LIST OF TASKS:
1. In the thread about the Neo4j betweenness out-of-memory error, what max heap size and page cache size is the poster already using?
2. Please pick up the thread about the Neo4j betweenness out-of-memory error after its last sentence and continue it.

DOCUMENT EXCERPT:
Algo.betweenness.sampled (RA-Brandes Algorithm): Out of memory error : help requested

ammubharatram · January 24, 2019, 2:44pm

Hi, following the example here in manual of algorithms of neo4j, I tried running the RA- Brandes algorithm for betweenness centrality for specific nodes , within 2 sets of relationships:

MATCH  (cust:Customer)-[:LINKED_TO_BENF]->(benf:Beneficiary), (cust:Customer)-[:LINKED_TO_ORIGINATOR]-> (orig:Originator)
WHERE toFloat(cust.CUSTOMER_RISK_SCORE_SCALED) >0
WITH collect(orig) AS origs LIMIT 100
CALL algo.betweenness.sampled.stream('origs','LINKED_TO_ORIGINATOR',  {strategy:'degree',direction:'in'}) YIELD nodeId,centrality
MATCH (orig:Originator) WHERE id(orig) = nodeId
//Measuring shortest path between customers connected to each originator
RETURN orig.id as originator,centrality order by centrality desc LIMIT 25

Before coming to the above query:

I tried running it without a limit in the number of nodes (originators)
with strategy of sampling as 'random'.

The query produces out of memory error:

Details:

I have 7091 "Customer" nodes , 452 "Originator" nodes and 1073 "Beneficiary" nodes. I am limiting the number of (Originator) nodes to consider to 100 (at least what I understand as per the query above) . I also ask for degree centrality of just 25 'Originator' nodes.

I already use max heap size of 12G and page cache size of 5G. I don't think my system supports any more (it has 16GB RAM). Any ideas on what am I missing? Is LIMIT 100 the way to limit the number of nodes explored? At least, getting the centrality for 100 nodes would be a good initial success.

Ideally, my goal is to get betweenness centrality for all "Originator" nodes looking at the network connected to 'Customer' nodes and 'Beneficiary' nodes using the 2 relationships asked to be matched.

Thanks in advance!

michael.hunger · January 26, 2019, 12:50pm

Where does that syntax come from?
Isn't the first parameter a label according to the docs:

So origs will be treated as a label which is not found and so it will use all nodes in the graph.

The strategies I see in the docs are random and degree.

ENTRIES PROVIDED:

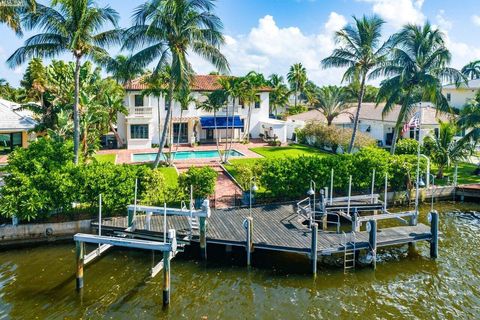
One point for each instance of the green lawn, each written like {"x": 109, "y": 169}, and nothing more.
{"x": 293, "y": 150}
{"x": 105, "y": 157}
{"x": 465, "y": 174}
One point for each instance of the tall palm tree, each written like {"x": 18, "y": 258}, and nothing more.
{"x": 332, "y": 102}
{"x": 469, "y": 120}
{"x": 122, "y": 68}
{"x": 279, "y": 94}
{"x": 184, "y": 98}
{"x": 157, "y": 86}
{"x": 472, "y": 70}
{"x": 12, "y": 11}
{"x": 249, "y": 87}
{"x": 448, "y": 150}
{"x": 360, "y": 50}
{"x": 73, "y": 26}
{"x": 216, "y": 100}
{"x": 166, "y": 30}
{"x": 297, "y": 77}
{"x": 416, "y": 69}
{"x": 232, "y": 88}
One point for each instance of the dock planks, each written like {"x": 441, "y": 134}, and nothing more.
{"x": 275, "y": 227}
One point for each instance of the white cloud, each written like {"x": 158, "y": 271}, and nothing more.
{"x": 399, "y": 12}
{"x": 443, "y": 23}
{"x": 476, "y": 19}
{"x": 268, "y": 48}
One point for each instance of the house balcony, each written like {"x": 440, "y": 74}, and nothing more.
{"x": 140, "y": 112}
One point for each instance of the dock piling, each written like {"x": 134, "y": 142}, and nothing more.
{"x": 249, "y": 239}
{"x": 314, "y": 249}
{"x": 80, "y": 254}
{"x": 372, "y": 241}
{"x": 203, "y": 237}
{"x": 434, "y": 223}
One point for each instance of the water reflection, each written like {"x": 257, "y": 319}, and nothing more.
{"x": 39, "y": 282}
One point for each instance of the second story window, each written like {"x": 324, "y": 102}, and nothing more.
{"x": 138, "y": 100}
{"x": 257, "y": 102}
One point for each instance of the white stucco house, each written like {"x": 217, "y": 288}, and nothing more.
{"x": 139, "y": 128}
{"x": 459, "y": 96}
{"x": 15, "y": 126}
{"x": 372, "y": 122}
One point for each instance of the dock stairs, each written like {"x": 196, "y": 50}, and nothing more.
{"x": 349, "y": 241}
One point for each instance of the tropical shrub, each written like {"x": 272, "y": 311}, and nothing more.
{"x": 289, "y": 178}
{"x": 406, "y": 146}
{"x": 39, "y": 180}
{"x": 116, "y": 183}
{"x": 201, "y": 179}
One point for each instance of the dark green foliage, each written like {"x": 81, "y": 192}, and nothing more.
{"x": 406, "y": 146}
{"x": 289, "y": 178}
{"x": 40, "y": 180}
{"x": 202, "y": 179}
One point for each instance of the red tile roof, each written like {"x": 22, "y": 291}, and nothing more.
{"x": 199, "y": 83}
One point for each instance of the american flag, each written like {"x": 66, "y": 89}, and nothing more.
{"x": 413, "y": 123}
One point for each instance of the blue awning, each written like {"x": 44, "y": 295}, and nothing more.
{"x": 208, "y": 122}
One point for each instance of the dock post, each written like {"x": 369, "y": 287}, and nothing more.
{"x": 80, "y": 254}
{"x": 130, "y": 218}
{"x": 203, "y": 237}
{"x": 249, "y": 238}
{"x": 314, "y": 249}
{"x": 372, "y": 241}
{"x": 434, "y": 222}
{"x": 166, "y": 278}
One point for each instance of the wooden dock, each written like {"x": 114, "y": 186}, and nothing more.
{"x": 275, "y": 227}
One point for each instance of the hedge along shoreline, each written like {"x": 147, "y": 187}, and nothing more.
{"x": 43, "y": 181}
{"x": 289, "y": 178}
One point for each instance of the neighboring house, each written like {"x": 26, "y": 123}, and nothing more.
{"x": 140, "y": 128}
{"x": 372, "y": 122}
{"x": 458, "y": 97}
{"x": 14, "y": 126}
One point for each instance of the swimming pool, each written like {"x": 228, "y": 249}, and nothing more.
{"x": 184, "y": 155}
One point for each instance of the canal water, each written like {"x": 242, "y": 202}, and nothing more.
{"x": 39, "y": 283}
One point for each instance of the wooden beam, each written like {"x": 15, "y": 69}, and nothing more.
{"x": 123, "y": 242}
{"x": 172, "y": 211}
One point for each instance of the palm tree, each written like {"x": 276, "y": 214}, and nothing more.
{"x": 73, "y": 26}
{"x": 297, "y": 77}
{"x": 469, "y": 120}
{"x": 184, "y": 98}
{"x": 472, "y": 70}
{"x": 360, "y": 51}
{"x": 416, "y": 69}
{"x": 122, "y": 68}
{"x": 12, "y": 11}
{"x": 279, "y": 94}
{"x": 447, "y": 150}
{"x": 332, "y": 102}
{"x": 167, "y": 30}
{"x": 157, "y": 86}
{"x": 232, "y": 89}
{"x": 216, "y": 100}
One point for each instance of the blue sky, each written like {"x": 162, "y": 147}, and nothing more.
{"x": 270, "y": 35}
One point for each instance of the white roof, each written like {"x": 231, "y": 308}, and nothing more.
{"x": 472, "y": 84}
{"x": 12, "y": 120}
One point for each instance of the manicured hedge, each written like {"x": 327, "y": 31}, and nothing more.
{"x": 289, "y": 178}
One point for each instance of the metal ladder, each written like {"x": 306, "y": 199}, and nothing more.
{"x": 349, "y": 253}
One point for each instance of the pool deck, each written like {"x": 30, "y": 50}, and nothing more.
{"x": 124, "y": 156}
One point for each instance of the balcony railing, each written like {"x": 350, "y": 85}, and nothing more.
{"x": 140, "y": 112}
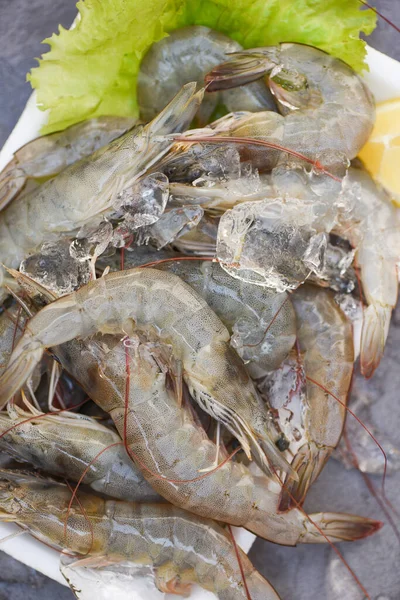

EXERCISE RESPONSES:
1. A max heap size of 12G and a page cache size of 5G.

2.
ammubharatram · January 28, 2019, 2:23pm

Hi Michael, I'm sorry. That syntax comes from the old 'apoc.algo.betweenness' procedure which is now obsolete I guess.

So I updated the query to make the 1st parameter a label (Node label= Originator itself) . I also checked to make sure the query is in line with the example here with this query:

MATCH  (cust:Customer)-[:LINKED_TO_BENF]->(benf:Beneficiary), (cust:Customer)-[:LINKED_TO_ORIGINATOR]-> (orig:Originator)
WHERE toFloat(cust.CUSTOMER_RISK_SCORE_SCALED) >0
CALL algo.betweenness.sampled.stream('Originator','LINKED_TO_ORIGINATOR',  {strategy:'degree',direction:'in'}) YIELD nodeId,centrality
MATCH (orig) WHERE id(orig) = nodeId
//Measuring shortest path between customers connected to each originator
RETURN orig.id as originator,centrality order by centrality desc LIMIT 25

But I still have my query running since over 2 hours. I also tried with only matching a few (25) relationships to run the betweenness centrality algorithm as follows:

MATCH  p=(cust:Customer)-[:LINKED_TO_BENF]->(benf:Beneficiary), (cust:Customer)-[:LINKED_TO_ORIGINATOR]-> (orig:Originator)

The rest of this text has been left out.